+++ DATA RECORDS +++

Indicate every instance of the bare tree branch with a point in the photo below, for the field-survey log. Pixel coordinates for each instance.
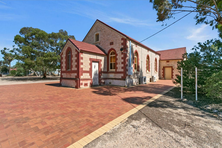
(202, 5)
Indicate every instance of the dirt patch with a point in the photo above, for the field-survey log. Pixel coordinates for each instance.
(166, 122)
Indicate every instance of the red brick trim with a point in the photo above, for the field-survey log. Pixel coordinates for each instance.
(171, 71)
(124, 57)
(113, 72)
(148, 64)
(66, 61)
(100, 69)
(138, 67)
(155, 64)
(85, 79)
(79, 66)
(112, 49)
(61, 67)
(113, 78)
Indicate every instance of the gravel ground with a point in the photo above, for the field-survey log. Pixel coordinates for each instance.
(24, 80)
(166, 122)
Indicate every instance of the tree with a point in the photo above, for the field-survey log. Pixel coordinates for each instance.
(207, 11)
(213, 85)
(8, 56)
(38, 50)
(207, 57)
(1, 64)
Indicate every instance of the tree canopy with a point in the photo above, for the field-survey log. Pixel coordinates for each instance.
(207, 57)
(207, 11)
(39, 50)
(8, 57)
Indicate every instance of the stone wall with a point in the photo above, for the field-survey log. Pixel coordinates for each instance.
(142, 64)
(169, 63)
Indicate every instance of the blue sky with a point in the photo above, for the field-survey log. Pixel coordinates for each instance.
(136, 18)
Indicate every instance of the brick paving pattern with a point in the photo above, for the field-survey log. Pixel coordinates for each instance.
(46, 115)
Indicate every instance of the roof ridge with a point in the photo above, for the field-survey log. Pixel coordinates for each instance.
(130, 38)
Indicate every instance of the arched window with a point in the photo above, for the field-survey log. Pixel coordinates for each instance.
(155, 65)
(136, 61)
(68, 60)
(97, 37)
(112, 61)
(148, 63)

+++

=== WHAT YOU HAVE TO DO ===
Reproduce the lines above word for word, including every point given under each one. Leave out the picture itself.

=== REPLY ===
Indicate every instance of the bare tree branch with a point in the photo below, for the field-survey log. Pixel coordinates for each instance.
(202, 5)
Indicate every instance of the dirt patch with a point in the photo above, for the field-survey log. Pixel coordinates for each instance.
(166, 122)
Indicate every instance of the red brick trim with a point in the photo above, for the field-survey log. Pixel coordinates for each instance.
(171, 71)
(124, 57)
(113, 72)
(148, 64)
(66, 61)
(100, 69)
(138, 67)
(155, 64)
(85, 79)
(79, 66)
(112, 49)
(61, 67)
(113, 78)
Indicate every instance of the gravel ground with a point in the photo above, for the field-survey log. Pixel coordinates for each instance.
(24, 80)
(166, 122)
Indicate every instance of the tree with a point in the photo above, for the field-survey log. Pixel coordinates for each instance.
(207, 11)
(213, 85)
(8, 56)
(38, 50)
(207, 57)
(1, 64)
Indicate every instance of the tree canopy with a point in the photo above, for the field-survey log. Pixel coordinates for each instance.
(207, 57)
(207, 11)
(39, 50)
(8, 57)
Indicate every instance of the stone wall with a point in the photo above, for the field-survey log. Pixel coordinates for each instance.
(142, 64)
(169, 63)
Indicate every instance of the blue sky with a point in the photo above, for the field-survey log. Pixel coordinates for each instance.
(136, 18)
Indicate every instance of the brick paving pattern with a point in the photo above, for the field-survey log. Pixel coordinates for each instance.
(46, 115)
Indicate every instance of the roof ridge with a point in the photo above, for the field-survey log. Pixel coordinates for each instance.
(130, 38)
Indicate every instance of the arched window with a point in the photo above, for the field-survey log. Pixel coordinates for each instance.
(155, 65)
(136, 61)
(68, 60)
(97, 37)
(112, 61)
(148, 63)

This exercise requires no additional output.